> What needs to be done:
Within the entries that follow, show each line where the word "lake" occurs.

> Record excerpts:
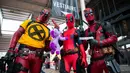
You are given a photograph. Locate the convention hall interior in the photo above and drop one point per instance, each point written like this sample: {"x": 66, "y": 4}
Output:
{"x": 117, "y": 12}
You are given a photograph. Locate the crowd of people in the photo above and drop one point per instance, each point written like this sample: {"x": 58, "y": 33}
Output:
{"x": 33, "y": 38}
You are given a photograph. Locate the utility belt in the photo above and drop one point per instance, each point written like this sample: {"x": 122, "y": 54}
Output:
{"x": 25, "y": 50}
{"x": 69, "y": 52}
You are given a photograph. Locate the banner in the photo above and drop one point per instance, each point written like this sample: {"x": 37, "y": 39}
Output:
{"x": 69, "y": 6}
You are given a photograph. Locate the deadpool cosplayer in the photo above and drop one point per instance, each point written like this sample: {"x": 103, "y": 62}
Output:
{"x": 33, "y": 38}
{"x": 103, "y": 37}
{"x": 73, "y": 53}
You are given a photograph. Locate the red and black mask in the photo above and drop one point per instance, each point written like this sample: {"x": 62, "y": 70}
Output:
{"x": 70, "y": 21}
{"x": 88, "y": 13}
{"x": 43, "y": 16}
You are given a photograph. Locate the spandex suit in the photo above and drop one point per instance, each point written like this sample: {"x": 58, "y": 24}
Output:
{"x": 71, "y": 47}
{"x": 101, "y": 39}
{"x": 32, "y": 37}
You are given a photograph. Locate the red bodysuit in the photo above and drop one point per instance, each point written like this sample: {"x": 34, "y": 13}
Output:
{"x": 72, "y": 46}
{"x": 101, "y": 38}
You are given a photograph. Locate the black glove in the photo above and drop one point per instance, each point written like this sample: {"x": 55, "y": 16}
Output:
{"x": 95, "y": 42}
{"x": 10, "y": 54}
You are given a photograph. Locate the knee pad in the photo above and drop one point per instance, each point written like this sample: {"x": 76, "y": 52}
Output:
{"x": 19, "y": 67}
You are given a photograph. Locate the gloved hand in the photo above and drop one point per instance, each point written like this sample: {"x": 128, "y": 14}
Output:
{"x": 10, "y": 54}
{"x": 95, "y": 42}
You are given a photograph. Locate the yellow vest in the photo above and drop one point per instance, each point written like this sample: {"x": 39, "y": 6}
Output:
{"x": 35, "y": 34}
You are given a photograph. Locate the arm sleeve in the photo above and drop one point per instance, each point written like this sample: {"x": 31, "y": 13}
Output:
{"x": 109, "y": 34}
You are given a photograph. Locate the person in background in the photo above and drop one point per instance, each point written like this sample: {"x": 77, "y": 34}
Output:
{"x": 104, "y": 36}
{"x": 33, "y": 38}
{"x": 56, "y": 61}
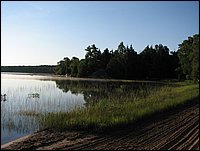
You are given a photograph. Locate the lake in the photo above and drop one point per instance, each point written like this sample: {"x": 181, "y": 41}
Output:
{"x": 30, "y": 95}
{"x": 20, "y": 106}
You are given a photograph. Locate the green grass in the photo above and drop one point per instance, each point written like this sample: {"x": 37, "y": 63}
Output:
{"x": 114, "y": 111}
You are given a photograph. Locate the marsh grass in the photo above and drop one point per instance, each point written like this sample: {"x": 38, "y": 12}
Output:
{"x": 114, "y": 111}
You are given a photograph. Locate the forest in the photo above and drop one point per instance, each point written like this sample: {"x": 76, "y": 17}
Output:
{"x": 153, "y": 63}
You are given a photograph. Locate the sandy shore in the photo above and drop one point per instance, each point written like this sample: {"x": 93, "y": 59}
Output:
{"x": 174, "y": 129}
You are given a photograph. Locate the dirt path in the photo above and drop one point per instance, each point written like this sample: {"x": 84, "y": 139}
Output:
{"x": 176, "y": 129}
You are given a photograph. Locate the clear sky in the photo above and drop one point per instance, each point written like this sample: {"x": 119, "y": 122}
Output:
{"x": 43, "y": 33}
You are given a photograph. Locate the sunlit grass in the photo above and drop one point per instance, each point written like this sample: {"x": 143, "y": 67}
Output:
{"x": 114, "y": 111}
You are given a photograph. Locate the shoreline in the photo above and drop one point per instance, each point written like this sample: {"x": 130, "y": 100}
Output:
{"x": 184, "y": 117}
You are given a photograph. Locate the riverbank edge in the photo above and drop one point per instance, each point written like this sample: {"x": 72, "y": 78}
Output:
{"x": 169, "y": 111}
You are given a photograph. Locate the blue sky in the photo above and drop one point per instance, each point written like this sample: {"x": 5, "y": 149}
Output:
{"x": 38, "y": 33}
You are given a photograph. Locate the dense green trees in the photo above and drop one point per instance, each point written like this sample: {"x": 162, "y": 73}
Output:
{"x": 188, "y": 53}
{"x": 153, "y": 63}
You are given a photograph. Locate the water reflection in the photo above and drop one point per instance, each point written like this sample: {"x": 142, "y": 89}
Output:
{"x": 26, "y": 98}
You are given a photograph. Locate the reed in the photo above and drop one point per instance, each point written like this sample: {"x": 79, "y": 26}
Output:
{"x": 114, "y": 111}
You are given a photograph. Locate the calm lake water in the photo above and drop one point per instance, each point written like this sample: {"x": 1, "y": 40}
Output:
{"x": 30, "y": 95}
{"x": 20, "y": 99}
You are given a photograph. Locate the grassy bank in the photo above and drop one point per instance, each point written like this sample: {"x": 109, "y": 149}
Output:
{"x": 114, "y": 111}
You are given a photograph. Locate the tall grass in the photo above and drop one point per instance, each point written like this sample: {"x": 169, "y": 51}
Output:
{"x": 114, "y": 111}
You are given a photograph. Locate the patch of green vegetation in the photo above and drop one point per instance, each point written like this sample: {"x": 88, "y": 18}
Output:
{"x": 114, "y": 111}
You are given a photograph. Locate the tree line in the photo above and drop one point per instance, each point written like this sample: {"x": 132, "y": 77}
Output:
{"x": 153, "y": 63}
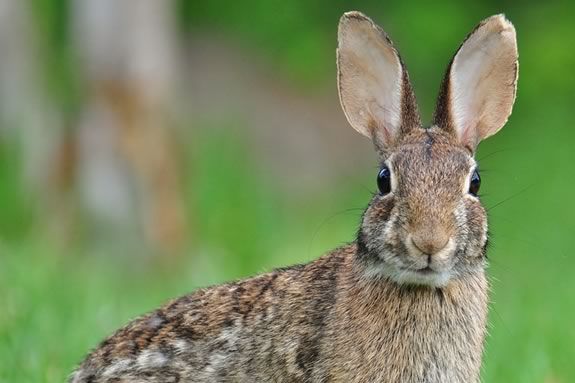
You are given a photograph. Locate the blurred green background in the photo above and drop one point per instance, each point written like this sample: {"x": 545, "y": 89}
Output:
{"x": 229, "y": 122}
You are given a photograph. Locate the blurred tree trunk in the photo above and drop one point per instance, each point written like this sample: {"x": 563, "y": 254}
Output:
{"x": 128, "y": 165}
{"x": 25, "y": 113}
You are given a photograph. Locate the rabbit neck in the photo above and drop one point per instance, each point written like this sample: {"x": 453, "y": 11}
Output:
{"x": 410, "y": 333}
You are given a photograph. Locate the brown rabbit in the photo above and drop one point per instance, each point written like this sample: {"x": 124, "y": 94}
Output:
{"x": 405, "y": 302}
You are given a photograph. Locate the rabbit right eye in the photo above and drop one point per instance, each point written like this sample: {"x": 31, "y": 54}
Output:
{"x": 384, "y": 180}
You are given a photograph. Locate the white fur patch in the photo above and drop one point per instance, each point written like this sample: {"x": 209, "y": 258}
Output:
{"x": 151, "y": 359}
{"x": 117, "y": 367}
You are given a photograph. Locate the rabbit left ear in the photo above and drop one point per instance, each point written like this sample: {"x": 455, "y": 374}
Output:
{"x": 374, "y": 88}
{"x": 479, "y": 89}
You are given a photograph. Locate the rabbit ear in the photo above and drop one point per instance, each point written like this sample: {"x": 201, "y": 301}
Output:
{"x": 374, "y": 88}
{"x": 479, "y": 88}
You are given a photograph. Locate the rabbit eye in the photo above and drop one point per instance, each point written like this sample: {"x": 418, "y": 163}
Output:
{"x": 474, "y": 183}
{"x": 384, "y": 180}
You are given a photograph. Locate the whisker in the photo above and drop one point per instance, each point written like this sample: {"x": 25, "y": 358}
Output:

> The answer:
You are given a photograph. Locate the lake in the photo above and drop one point per instance, each point written like this sample: {"x": 181, "y": 41}
You are given a photograph. Locate the calm lake water in the photo above and drop one point per instance, each point written like this sample: {"x": 1, "y": 40}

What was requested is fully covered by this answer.